▶ _GIVEN REQUEST_
Repeat every one of the rows below line for line, leaving out the pictures.

▶ _DATA FOR THIS EXERCISE_

■ ■ ■ ■ ■ ■ ■

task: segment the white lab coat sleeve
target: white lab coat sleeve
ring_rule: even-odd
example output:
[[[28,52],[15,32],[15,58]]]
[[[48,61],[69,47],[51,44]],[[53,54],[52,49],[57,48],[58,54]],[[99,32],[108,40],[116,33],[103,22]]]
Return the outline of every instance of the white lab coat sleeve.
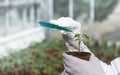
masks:
[[[100,61],[100,64],[106,75],[118,75],[114,66],[108,65],[102,61]]]

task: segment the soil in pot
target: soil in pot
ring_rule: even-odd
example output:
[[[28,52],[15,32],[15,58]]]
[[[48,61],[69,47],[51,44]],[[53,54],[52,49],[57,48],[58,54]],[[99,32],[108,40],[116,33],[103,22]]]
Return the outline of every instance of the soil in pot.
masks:
[[[77,58],[89,61],[91,53],[89,52],[66,52],[69,55],[75,56]]]

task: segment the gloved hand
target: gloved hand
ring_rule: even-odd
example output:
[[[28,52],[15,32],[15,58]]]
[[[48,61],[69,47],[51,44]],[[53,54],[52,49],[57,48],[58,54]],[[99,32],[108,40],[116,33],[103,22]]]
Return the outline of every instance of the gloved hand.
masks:
[[[99,60],[92,54],[89,61],[63,54],[64,72],[62,75],[106,75]]]
[[[62,26],[62,27],[70,28],[73,31],[73,32],[61,31],[61,33],[63,35],[63,39],[65,41],[65,44],[66,44],[68,50],[69,51],[78,51],[79,50],[78,42],[75,41],[74,36],[75,36],[75,34],[81,34],[81,24],[77,21],[74,21],[70,17],[62,17],[62,18],[59,18],[58,20],[51,20],[50,22],[53,24]],[[90,52],[88,50],[87,46],[84,45],[83,42],[81,42],[80,48],[81,48],[80,49],[81,51]]]

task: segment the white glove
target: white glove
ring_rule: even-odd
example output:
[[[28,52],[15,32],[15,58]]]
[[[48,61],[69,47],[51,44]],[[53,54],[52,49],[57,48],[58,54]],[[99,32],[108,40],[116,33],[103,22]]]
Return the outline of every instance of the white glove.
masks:
[[[73,31],[61,31],[61,33],[63,35],[68,50],[78,51],[78,43],[74,40],[74,35],[76,33],[81,34],[81,24],[69,17],[62,17],[58,20],[52,20],[51,23],[62,27],[70,28]],[[86,45],[84,45],[83,42],[81,42],[80,48],[84,52],[90,52],[90,50],[87,48]],[[118,64],[118,60],[117,62],[115,62],[114,60],[114,62],[112,62],[111,65],[107,65],[106,63],[103,63],[102,61],[98,60],[93,54],[90,57],[90,61],[78,59],[67,54],[63,54],[63,59],[65,67],[63,75],[119,75],[115,67],[116,63],[117,66],[120,65],[120,63]],[[117,67],[117,69],[119,70],[119,67]]]
[[[99,60],[92,54],[89,61],[63,54],[64,72],[62,75],[106,75]]]
[[[70,17],[62,17],[59,18],[58,20],[51,20],[50,22],[62,27],[70,28],[73,31],[73,32],[61,31],[61,33],[63,35],[63,39],[65,41],[68,50],[78,51],[79,50],[78,42],[75,41],[74,36],[75,34],[81,34],[81,24],[77,21],[74,21]],[[85,46],[83,42],[81,42],[80,48],[81,51],[90,52],[87,46]]]

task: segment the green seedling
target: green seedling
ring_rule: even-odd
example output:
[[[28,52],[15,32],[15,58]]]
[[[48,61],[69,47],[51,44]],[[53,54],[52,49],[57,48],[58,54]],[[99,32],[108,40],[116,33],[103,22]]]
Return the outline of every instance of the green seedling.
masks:
[[[75,34],[74,38],[75,38],[75,41],[78,42],[79,52],[81,52],[81,48],[80,48],[81,41],[83,41],[84,44],[86,45],[89,43],[89,37],[86,34]]]

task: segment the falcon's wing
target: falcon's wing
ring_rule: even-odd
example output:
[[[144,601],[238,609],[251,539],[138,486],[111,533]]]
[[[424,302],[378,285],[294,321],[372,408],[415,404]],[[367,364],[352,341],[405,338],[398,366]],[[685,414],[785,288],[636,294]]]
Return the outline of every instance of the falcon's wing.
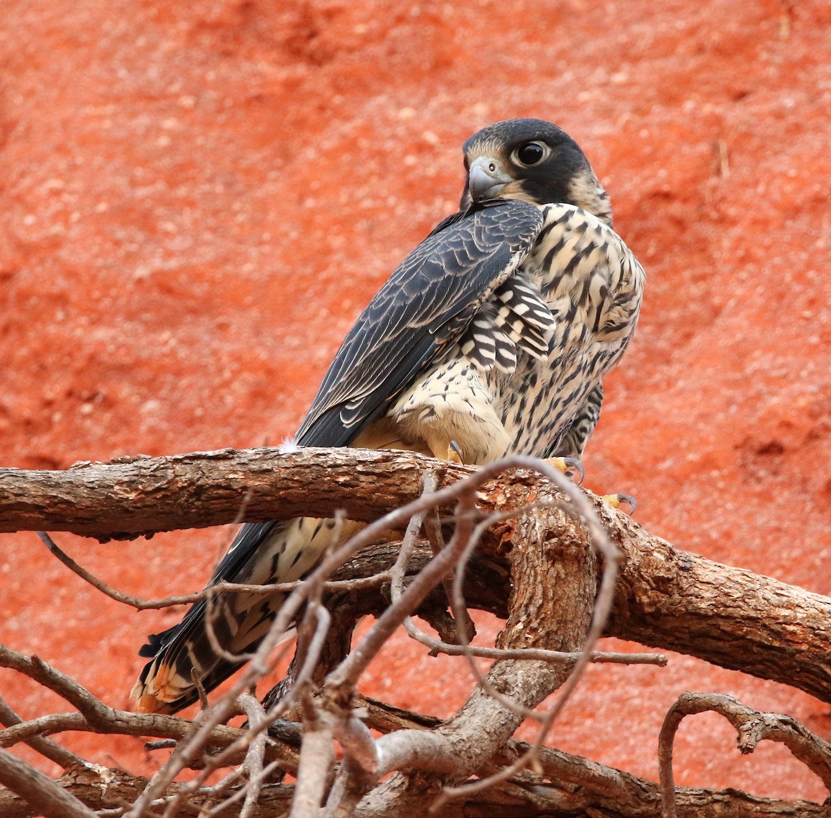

■ ■ ■ ■ ■ ■ ■

▶ _REPLY_
task: segment the white lab coat sleeve
target: white lab coat sleeve
ring_rule: even-odd
example output:
[[[28,52],[15,32],[15,58]]]
[[[48,61],[69,47],[51,44]],[[53,54],[52,49],[57,48],[58,54]],[[99,32],[108,40],[116,33],[103,22]]]
Return the outline of every instance of the white lab coat sleeve.
masks:
[[[100,61],[100,64],[106,75],[118,75],[114,66],[108,65],[102,61]]]

task: segment the soil in pot
target: soil in pot
ring_rule: even-odd
example output:
[[[28,52],[15,32],[15,58]]]
[[[48,61],[69,47],[51,44]],[[53,54],[52,49],[57,48],[58,54]],[[99,32],[108,40],[116,33],[103,22]]]
Return the outline of every instance of the soil in pot.
masks:
[[[77,58],[89,61],[91,53],[89,52],[66,52],[69,55],[75,56]]]

task: segment the gloved hand
target: gloved hand
ring_rule: even-odd
example output:
[[[28,52],[15,32],[15,58]]]
[[[48,61],[69,47],[51,44]],[[53,54],[52,49],[57,48],[58,54]],[[99,32],[108,40],[116,33],[103,22]]]
Return the outline of every instance of the gloved hand.
masks:
[[[99,60],[92,54],[89,61],[63,54],[64,72],[62,75],[106,75]]]
[[[62,26],[62,27],[70,28],[73,31],[73,32],[61,31],[61,33],[63,35],[63,39],[65,41],[65,44],[66,44],[68,50],[69,51],[78,51],[79,50],[78,42],[75,41],[74,36],[75,36],[75,34],[81,34],[81,24],[77,21],[74,21],[70,17],[62,17],[62,18],[59,18],[58,20],[51,20],[50,22],[53,24]],[[90,52],[88,50],[87,46],[84,45],[83,42],[81,42],[80,48],[81,48],[80,49],[81,51]]]

task: segment the white glove
target: white glove
ring_rule: even-odd
example output:
[[[28,52],[15,32],[15,58]]]
[[[48,61],[69,47],[51,44]],[[53,54],[52,49],[57,48],[58,54]],[[99,32],[108,40],[116,33],[103,22]]]
Return the outline of every instance of the white glove.
masks:
[[[73,31],[61,31],[61,33],[63,35],[68,50],[78,51],[78,43],[74,40],[74,35],[76,33],[81,34],[81,24],[69,17],[62,17],[58,20],[52,20],[51,23],[62,27],[70,28]],[[86,45],[84,45],[83,42],[81,42],[80,48],[84,52],[90,52],[90,50],[87,48]],[[118,64],[118,60],[117,62],[115,62],[114,60],[114,62],[112,62],[111,65],[107,65],[106,63],[103,63],[102,61],[98,60],[93,54],[90,57],[90,61],[78,59],[67,54],[63,54],[63,59],[65,67],[63,75],[119,75],[115,67],[116,63],[117,66],[120,65],[120,63]],[[117,67],[117,69],[119,70],[119,67]]]
[[[99,60],[92,54],[89,61],[63,54],[64,72],[62,75],[106,75]]]
[[[70,17],[62,17],[59,18],[58,20],[51,20],[50,22],[62,27],[70,28],[73,31],[73,32],[61,31],[61,33],[63,35],[63,39],[65,41],[68,50],[78,51],[79,50],[78,42],[75,41],[74,36],[75,34],[81,34],[81,24],[77,21],[74,21]],[[85,46],[83,42],[81,42],[80,48],[81,51],[90,52],[87,46]]]

task: segment the green seedling
target: green seedling
ring_rule: even-odd
example output:
[[[28,52],[15,32],[15,58]]]
[[[48,61],[69,47],[51,44]],[[53,54],[52,49],[57,48],[58,54]],[[99,32],[108,40],[116,33],[103,22]]]
Return the outline of every instance of the green seedling.
masks:
[[[75,34],[74,38],[75,38],[75,41],[78,42],[79,52],[81,52],[81,48],[80,48],[81,41],[83,41],[84,44],[86,45],[89,43],[89,37],[86,34]]]

task: segment the falcon's wing
target: falcon's wing
ring_rule: even-odd
example output:
[[[144,601],[238,609],[251,539],[138,486],[111,533]]]
[[[424,302],[378,285],[294,321],[372,408],[415,404]],[[367,364],[352,341],[405,338],[398,366]],[[685,414],[785,288],[636,294]]]
Return the outline of every instance of the falcon's wing.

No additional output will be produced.